TASK
Would you please give all the lines below again, exactly as they stand?
********************
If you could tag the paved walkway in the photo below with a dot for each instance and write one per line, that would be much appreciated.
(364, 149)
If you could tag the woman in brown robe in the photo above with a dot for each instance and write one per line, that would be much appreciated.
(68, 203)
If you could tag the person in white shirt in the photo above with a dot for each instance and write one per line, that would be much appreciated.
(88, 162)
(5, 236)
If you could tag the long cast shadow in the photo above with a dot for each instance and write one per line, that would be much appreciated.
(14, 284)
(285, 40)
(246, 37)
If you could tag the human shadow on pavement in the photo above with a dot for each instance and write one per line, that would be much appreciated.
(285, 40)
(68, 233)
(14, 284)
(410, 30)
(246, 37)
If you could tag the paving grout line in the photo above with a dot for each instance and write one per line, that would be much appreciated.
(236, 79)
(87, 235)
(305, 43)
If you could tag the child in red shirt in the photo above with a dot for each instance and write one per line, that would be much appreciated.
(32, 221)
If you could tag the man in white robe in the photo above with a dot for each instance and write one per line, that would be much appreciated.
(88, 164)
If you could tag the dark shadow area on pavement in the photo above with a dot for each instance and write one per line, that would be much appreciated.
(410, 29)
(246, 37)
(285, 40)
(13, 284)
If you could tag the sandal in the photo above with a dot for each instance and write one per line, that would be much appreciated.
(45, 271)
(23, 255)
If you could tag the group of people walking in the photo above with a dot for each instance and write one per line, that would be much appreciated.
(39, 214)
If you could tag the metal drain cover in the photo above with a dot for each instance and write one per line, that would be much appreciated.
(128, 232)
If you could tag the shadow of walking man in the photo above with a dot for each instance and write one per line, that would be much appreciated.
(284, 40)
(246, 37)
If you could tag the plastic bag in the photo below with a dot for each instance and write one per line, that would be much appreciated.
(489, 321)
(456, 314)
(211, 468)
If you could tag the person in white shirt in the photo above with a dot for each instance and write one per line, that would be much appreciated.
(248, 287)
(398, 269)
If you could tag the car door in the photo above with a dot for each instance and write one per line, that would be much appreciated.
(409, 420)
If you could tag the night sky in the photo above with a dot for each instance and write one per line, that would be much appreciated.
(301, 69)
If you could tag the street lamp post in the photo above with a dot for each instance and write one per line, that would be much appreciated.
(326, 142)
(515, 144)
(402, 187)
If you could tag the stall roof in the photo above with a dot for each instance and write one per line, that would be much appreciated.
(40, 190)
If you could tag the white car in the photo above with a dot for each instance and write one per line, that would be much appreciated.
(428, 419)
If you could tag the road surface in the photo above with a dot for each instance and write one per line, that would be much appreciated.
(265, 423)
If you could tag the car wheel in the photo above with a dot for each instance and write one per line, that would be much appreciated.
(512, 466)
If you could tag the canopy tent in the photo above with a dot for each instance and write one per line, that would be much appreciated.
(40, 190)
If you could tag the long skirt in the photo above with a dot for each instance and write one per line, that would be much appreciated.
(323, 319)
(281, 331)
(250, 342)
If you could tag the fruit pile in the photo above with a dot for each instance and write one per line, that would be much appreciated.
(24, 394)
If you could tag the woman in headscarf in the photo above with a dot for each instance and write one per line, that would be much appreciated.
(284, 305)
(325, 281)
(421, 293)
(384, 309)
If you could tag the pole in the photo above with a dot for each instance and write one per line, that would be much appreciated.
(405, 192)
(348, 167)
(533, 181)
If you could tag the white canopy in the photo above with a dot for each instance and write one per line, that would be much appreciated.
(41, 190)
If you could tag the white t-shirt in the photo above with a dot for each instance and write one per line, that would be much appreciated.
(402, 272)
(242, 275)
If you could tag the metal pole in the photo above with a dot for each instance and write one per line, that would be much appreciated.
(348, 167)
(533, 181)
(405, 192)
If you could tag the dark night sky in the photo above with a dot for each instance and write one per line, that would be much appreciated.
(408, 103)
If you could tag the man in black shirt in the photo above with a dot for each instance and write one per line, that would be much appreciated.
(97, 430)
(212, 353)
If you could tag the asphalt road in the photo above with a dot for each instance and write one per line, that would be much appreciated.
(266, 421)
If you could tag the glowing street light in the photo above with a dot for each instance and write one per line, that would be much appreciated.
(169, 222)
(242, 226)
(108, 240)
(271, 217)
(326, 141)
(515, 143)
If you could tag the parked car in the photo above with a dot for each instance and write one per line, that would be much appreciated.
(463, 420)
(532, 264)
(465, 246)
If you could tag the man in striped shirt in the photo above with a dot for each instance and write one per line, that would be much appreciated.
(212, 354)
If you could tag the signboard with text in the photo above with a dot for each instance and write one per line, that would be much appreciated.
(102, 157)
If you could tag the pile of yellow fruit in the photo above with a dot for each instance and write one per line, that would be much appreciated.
********************
WRITTEN RESPONSE
If you could tag the paved walkway in the photo below with a dot for each instance and write one per line, that would be much appreciated.
(364, 149)
If you could tag the woman in brown robe in the photo above with a dot for each instance and write one per line, that would be much appreciated.
(68, 203)
If you could tag the person in white shirt in the photo above with a dot for each instance and write one per line, that would be much appreciated.
(88, 162)
(5, 236)
If you could tag the long cast shadow in the photo above with a dot for each instance and write one per line, that would be much appreciated.
(14, 284)
(285, 40)
(246, 37)
If you could tag the human shadow on pavement in the photo above with a dot for each instance and write one per line, that would be much appreciated.
(285, 40)
(68, 233)
(14, 284)
(410, 30)
(246, 37)
If you could tag the paving grout line in the photo above with a dot for each instance and write one per line, that would be much appreciated.
(236, 79)
(87, 235)
(305, 43)
If you could tag the child in red shirt in the photo above with a dot for each instance and write one per line, that would be much appreciated.
(32, 221)
If you could tag the man in white robe in the photo above with a dot for each instance and write one per line, that would be much appreciated.
(88, 164)
If you could tag the dark shadow area on pavement in the photo above with a dot for each instance and write one per line, that would be much appreciated.
(410, 29)
(246, 37)
(285, 40)
(13, 284)
If you could tag the sandal in the photo above with a dot for each instance and write one per line, that would be much appreciated.
(45, 271)
(23, 255)
If you could tag the group of people walking in the photo above with a dot for each instance and write one per line, that would be much appreciated.
(39, 214)
If you could tag the metal drain cover in the photo above with a dot for each instance and write one per line, that would be much appreciated.
(128, 232)
If you could tag the shadow of walking man in the photo above with a dot for each instance and write one per line, that would be much appreciated.
(284, 40)
(246, 37)
If you could tag the plastic bag in the photo below with a dot for each instance and write one per line, that would be much appreciated.
(489, 321)
(456, 314)
(211, 468)
If you could tag the person in white shirt in the photo above with a dot for each instance and write one per line, that would be much appreciated.
(248, 287)
(398, 269)
If you could tag the car door in the photo above with a dot for each instance and write one per line, that would be much appreciated.
(409, 420)
If you could tag the night sky in the photo above with a dot for each instance and write one per line, that would be much appreciated.
(301, 69)
If you could tag the street lamp post in the photo above with a dot for each instance and write one per line, that would be much appreciated.
(326, 142)
(515, 144)
(402, 187)
If you could tag the stall roof in the photo above with a dot for each instance and write one per line, that would be much appreciated.
(40, 190)
If you could tag the white car in the photo above with a dot for each instance and write one per line, that would be much appreciated.
(428, 419)
If you could tag the road surface in the photo above with a dot for each instance and write one per line, that would be much appreciated.
(265, 423)
If you could tag the car wheel in the photo above with a dot for each instance and write one per line, that would be much appreciated.
(512, 466)
If you could tag the canopy tent in the photo above with a dot for each instance and write one per line, that would be much appreciated.
(40, 190)
If you could tag the long skirt in the photo above with a dot for each instance and write one per line, that would be much appreciated.
(323, 319)
(281, 331)
(250, 342)
If you could tag the fruit pile in the photo above with a dot for each instance and write one per line, that would be much appreciated.
(24, 394)
If you could tag the woman in headscarf in the photo above with a dot for each instance and write one per line, that would be much appreciated.
(284, 305)
(325, 281)
(421, 293)
(384, 309)
If you could tag the pole in the photo above with a dot for each instance and write one per line, that would be much appreciated.
(405, 192)
(348, 167)
(533, 181)
If you could tag the white canopy in the photo above with a dot for each instance and write one per line, that would be much appreciated.
(41, 190)
If you could tag the white t-shirt in the photo above with a dot for each instance and write one per line, that would be much appreciated.
(402, 272)
(242, 275)
If you could tag the metal pole in the photo above with a dot for each instance and write one per line, that would be much appreciated.
(348, 167)
(533, 181)
(405, 192)
If you could tag the dark night sky in the photo above with a dot for each instance and write one per line, that would be much appreciated.
(408, 103)
If you could tag the man in black shirt in the photo above with a dot for each instance and write one per line, that would be much appreciated.
(97, 430)
(212, 353)
If you could tag the asphalt road in the photo above with a dot for each instance and write one per line, that would be much appreciated.
(266, 421)
If you could tag the glowing street light in the photo above with a dot for each instance and write one per line, that would be much appreciated.
(169, 222)
(242, 226)
(108, 240)
(271, 217)
(326, 141)
(515, 143)
If you could tag the parked car in the photo above with a dot for each instance and write one per line, that would be much appreciated.
(463, 420)
(532, 264)
(465, 246)
If you could tag the man in striped shirt in the photo above with a dot for each instance and write one per line, that would be much appreciated.
(212, 354)
If you could tag the signboard with text in the photo above with a dot for each instance and write one per line, that would be much appreciated.
(102, 157)
If you could tag the pile of yellow fruit in the photo above with a dot for each instance and write one per line, that would be much appreciated.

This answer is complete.